##### DATA SUPPLIED #####

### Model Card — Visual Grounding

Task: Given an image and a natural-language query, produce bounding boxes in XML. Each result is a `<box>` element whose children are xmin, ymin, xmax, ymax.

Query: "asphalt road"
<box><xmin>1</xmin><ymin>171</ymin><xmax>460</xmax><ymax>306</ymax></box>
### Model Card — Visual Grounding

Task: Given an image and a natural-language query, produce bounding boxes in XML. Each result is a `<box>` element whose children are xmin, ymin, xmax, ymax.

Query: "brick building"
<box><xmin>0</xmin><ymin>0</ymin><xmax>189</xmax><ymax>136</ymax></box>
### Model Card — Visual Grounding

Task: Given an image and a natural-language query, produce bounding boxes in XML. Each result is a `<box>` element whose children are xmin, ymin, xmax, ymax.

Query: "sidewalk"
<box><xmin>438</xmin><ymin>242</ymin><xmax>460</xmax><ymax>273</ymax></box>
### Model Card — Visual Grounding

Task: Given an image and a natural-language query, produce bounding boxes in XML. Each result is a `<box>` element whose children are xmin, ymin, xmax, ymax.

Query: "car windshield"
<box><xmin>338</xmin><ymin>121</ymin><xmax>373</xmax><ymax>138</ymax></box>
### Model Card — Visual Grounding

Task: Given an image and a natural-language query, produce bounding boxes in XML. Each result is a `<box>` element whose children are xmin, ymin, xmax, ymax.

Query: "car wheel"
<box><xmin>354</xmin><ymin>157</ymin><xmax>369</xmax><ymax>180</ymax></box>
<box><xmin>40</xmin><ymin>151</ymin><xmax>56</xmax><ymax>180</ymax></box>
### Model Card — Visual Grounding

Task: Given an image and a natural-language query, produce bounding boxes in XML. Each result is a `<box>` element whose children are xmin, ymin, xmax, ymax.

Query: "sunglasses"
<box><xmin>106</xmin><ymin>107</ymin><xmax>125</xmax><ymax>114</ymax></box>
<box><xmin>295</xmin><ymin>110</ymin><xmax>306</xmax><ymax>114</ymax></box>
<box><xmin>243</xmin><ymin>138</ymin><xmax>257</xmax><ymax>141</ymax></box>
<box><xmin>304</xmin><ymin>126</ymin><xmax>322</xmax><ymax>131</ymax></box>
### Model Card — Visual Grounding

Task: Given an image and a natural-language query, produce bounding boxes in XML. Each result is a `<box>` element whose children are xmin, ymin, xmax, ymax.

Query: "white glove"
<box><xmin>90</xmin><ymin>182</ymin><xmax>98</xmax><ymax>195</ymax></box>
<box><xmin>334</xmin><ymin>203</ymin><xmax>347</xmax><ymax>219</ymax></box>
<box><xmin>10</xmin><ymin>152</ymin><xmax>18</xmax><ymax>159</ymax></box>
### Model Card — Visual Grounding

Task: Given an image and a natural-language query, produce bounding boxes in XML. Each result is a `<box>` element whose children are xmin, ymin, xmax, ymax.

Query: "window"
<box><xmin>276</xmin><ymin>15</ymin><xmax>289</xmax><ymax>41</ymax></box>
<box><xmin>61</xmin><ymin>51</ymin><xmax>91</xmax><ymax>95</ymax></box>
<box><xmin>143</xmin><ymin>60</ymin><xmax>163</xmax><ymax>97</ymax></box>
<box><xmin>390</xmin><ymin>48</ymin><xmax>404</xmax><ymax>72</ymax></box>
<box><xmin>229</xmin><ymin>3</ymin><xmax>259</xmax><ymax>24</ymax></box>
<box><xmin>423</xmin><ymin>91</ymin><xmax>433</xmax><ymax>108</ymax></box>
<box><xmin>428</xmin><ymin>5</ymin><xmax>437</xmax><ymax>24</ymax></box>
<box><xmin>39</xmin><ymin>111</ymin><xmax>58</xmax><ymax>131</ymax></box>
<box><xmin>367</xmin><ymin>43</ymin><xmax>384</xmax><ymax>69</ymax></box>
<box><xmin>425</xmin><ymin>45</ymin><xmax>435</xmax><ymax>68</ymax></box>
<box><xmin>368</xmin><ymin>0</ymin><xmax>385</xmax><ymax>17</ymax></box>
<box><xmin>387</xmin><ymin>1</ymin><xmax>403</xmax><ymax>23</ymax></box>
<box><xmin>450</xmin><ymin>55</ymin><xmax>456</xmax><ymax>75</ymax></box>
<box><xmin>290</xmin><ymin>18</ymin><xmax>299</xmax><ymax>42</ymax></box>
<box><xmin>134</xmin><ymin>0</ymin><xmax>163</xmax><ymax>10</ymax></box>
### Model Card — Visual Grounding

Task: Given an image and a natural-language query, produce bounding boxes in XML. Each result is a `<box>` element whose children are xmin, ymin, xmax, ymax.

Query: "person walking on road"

#####

Write out every entry verbatim.

### Model Card — Visual Grounding

Task: Given an image and a natural-language query, produce bounding boxes in XML. Each result is a `<box>` element whose children are xmin, ymin, xmax, ymax.

Query: "asphalt road"
<box><xmin>1</xmin><ymin>171</ymin><xmax>460</xmax><ymax>306</ymax></box>
### Model Card — Visual Grounding

Task: Given an image and a natural-language query, produce bounding boxes in XML. Each result is a `<box>` element whose children are xmin, ymin, xmax, ymax.

Query: "brick building"
<box><xmin>0</xmin><ymin>0</ymin><xmax>189</xmax><ymax>136</ymax></box>
### Model Card — Visual Grounding

Task: Given an image and a natural-language query, produce bounding boxes in XML. Each result is a `<box>` element whose children are xmin, ymin, xmax, ymax.

Query: "sidewalk"
<box><xmin>438</xmin><ymin>242</ymin><xmax>460</xmax><ymax>273</ymax></box>
### Model Card — Visual Grounding

Task: Given an image and a natural-language query, produce bounding boxes in XML. Each result is a `<box>` element whose children are xmin, ymin, xmax, ymax.

Query: "car windshield"
<box><xmin>338</xmin><ymin>121</ymin><xmax>373</xmax><ymax>138</ymax></box>
### Model Card — Visual Grounding

Task: Given an image and a natural-language query, produce bounding boxes in XML. Each result is a `<box>` element whose children are xmin, ymin, xmax, ymax.

Query: "car wheel"
<box><xmin>354</xmin><ymin>157</ymin><xmax>369</xmax><ymax>180</ymax></box>
<box><xmin>40</xmin><ymin>151</ymin><xmax>56</xmax><ymax>180</ymax></box>
### Model Card — Visual Grounding

Task: Given an image and a natural-language query, produce bounding boxes in XML. Each result is a `<box>` element whose children are xmin, ymin, xmax, ymax.

Query: "sunglasses"
<box><xmin>106</xmin><ymin>107</ymin><xmax>125</xmax><ymax>114</ymax></box>
<box><xmin>295</xmin><ymin>110</ymin><xmax>306</xmax><ymax>114</ymax></box>
<box><xmin>243</xmin><ymin>138</ymin><xmax>257</xmax><ymax>141</ymax></box>
<box><xmin>304</xmin><ymin>126</ymin><xmax>322</xmax><ymax>131</ymax></box>
### Model Card — Visual Grounding

Task: Given an image and a natural-language query, produce bounding boxes in XML. Each result is a `<box>` element whose children are xmin, ymin, xmax, ymax.

Query: "white glove"
<box><xmin>90</xmin><ymin>182</ymin><xmax>98</xmax><ymax>195</ymax></box>
<box><xmin>334</xmin><ymin>203</ymin><xmax>347</xmax><ymax>219</ymax></box>
<box><xmin>10</xmin><ymin>152</ymin><xmax>18</xmax><ymax>159</ymax></box>
### Model Card — Visual Grounding

Task: Given an image and a natural-language query, produce bounding boxes in XML. Each result is a `<box>` element whose children are xmin, ymin, xmax, ymax.

Query: "window"
<box><xmin>276</xmin><ymin>15</ymin><xmax>289</xmax><ymax>41</ymax></box>
<box><xmin>61</xmin><ymin>51</ymin><xmax>91</xmax><ymax>95</ymax></box>
<box><xmin>143</xmin><ymin>60</ymin><xmax>163</xmax><ymax>97</ymax></box>
<box><xmin>390</xmin><ymin>48</ymin><xmax>404</xmax><ymax>72</ymax></box>
<box><xmin>229</xmin><ymin>3</ymin><xmax>259</xmax><ymax>24</ymax></box>
<box><xmin>423</xmin><ymin>91</ymin><xmax>433</xmax><ymax>108</ymax></box>
<box><xmin>428</xmin><ymin>5</ymin><xmax>437</xmax><ymax>24</ymax></box>
<box><xmin>39</xmin><ymin>111</ymin><xmax>58</xmax><ymax>131</ymax></box>
<box><xmin>367</xmin><ymin>43</ymin><xmax>384</xmax><ymax>69</ymax></box>
<box><xmin>425</xmin><ymin>45</ymin><xmax>435</xmax><ymax>68</ymax></box>
<box><xmin>368</xmin><ymin>0</ymin><xmax>385</xmax><ymax>17</ymax></box>
<box><xmin>387</xmin><ymin>1</ymin><xmax>403</xmax><ymax>23</ymax></box>
<box><xmin>450</xmin><ymin>55</ymin><xmax>456</xmax><ymax>75</ymax></box>
<box><xmin>290</xmin><ymin>18</ymin><xmax>299</xmax><ymax>42</ymax></box>
<box><xmin>134</xmin><ymin>0</ymin><xmax>163</xmax><ymax>10</ymax></box>
### Model Card — Visual Grounding

Task: Given an image and a natural-language query, produce bounding boxes in XML. Each result is a `<box>` element whose children are xmin, ymin, xmax, ymax.

Query: "person walking on road"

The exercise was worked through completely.